Passage to read:

The new world laid out in yesterday's 34-page document doesn't sound at all like the Labour Party we know and love. (Or at least those of us old enough to remember when Labour was last in office.) No last-minute deals on the wording of motions before the party conference? None of the party's most famous names jostling for a place on the national executive? No knife-edge card votes on fundamental issues of policy, such as public spending totals or scrapping Trident? No constituency resolutions to party conference? And so, predictably, there is already hand-wringing within the middle-class intelligentsia of the left. There are already murmured accusations of megalomania against Tony Blair. There are gibes about "democratic centralism". The Guardian agonises in its leader column.

But people forget. They forget just what a struggle it was to run a Labour government in the past, though the television pictures shown on Tuesday's Newsnight of Chancellor Denis Healey, in the midst of the IMF crisis, shouting above the booing and heckling at the 1976 conference were a modest reminder. They forget that it wasn't enough to be elected and then face, at times, a uniformly hostile press. Or to have most of the City and the world's money markets against you. Or to have a maverick section of MI5 plotting to overthrow you. You had to put up with the vested interests on the National Executive and the party conference as well. No Conservative Prime Minister, not even John Major, has ever had to answer to alternative centres of power in the way that Harold Wilson and Jim Callaghan did.

Wilson understood what needed to be done, though he failed to do it. He knew, for example, that the NEC went "menstrual" before its own annual elections - by which he meant that candidates for NEC membership started to play to the activist gallery for the sake of constituency votes. And that therefore it was insane - and probably unconstitutional - for cabinet ministers to be among the competing candidates. It meant, for example, that ministers, supposedly bound by collective responsibility, shed it when, on the NEC, they were agitating for a change in government policy. It meant an NEC controlled by the hard left in the Seventies; indeed, between the late 1950s and the mid-1980s only three candidates not of the Labour left (Jim Callaghan, Healey and Jack Ashley) made it onto the constituency section of the executive. It meant that in the Seventies ministers used the NEC as a platform from which to attack the government - whether in big cases, as when Tony Benn was persistently trying to rewrite industrial policy, or the trivial and long forgotten ones such as the time that Benn, Judith Hart and Joan Lestor voted on the NEC, when they were all ministers, to condemn a routine Royal Navy visit to the South African base in Simonstown. Now Blair will pick the cabinet ministers on the NEC.

What the task asks: Can you transcribe the passage on Labour Party reform word for word, starting at "But people forget." and ending at "Jim Callaghan did."? The material that comes next is separate from the passage on Labour Party reform.

Stored data:
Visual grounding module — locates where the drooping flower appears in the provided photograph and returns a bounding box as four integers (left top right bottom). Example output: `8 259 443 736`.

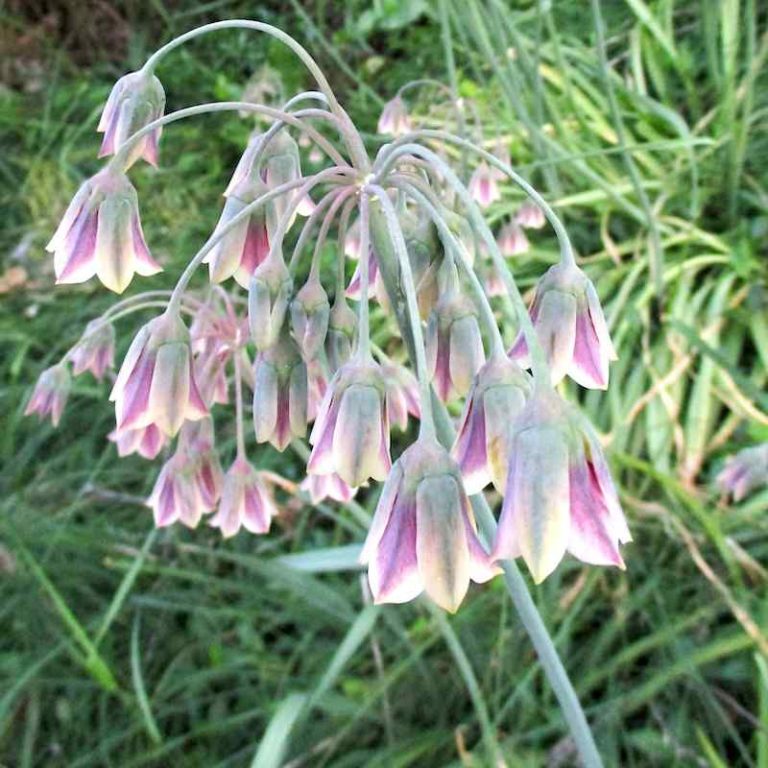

Exercise solution:
But people forget. They forget just what a struggle it was to run a Labour government in the past, though the television pictures shown on Tuesday's Newsnight of Chancellor Denis Healey, in the midst of the IMF crisis, shouting above the booing and heckling at the 1976 conference were a modest reminder. They forget that it wasn't enough to be elected and then face, at times, a uniformly hostile press. Or to have most of the City and the world's money markets against you. Or to have a maverick section of MI5 plotting to overthrow you. You had to put up with the vested interests on the National Executive and the party conference as well. No Conservative Prime Minister, not even John Major, has ever had to answer to alternative centres of power in the way that Harold Wilson and Jim Callaghan did.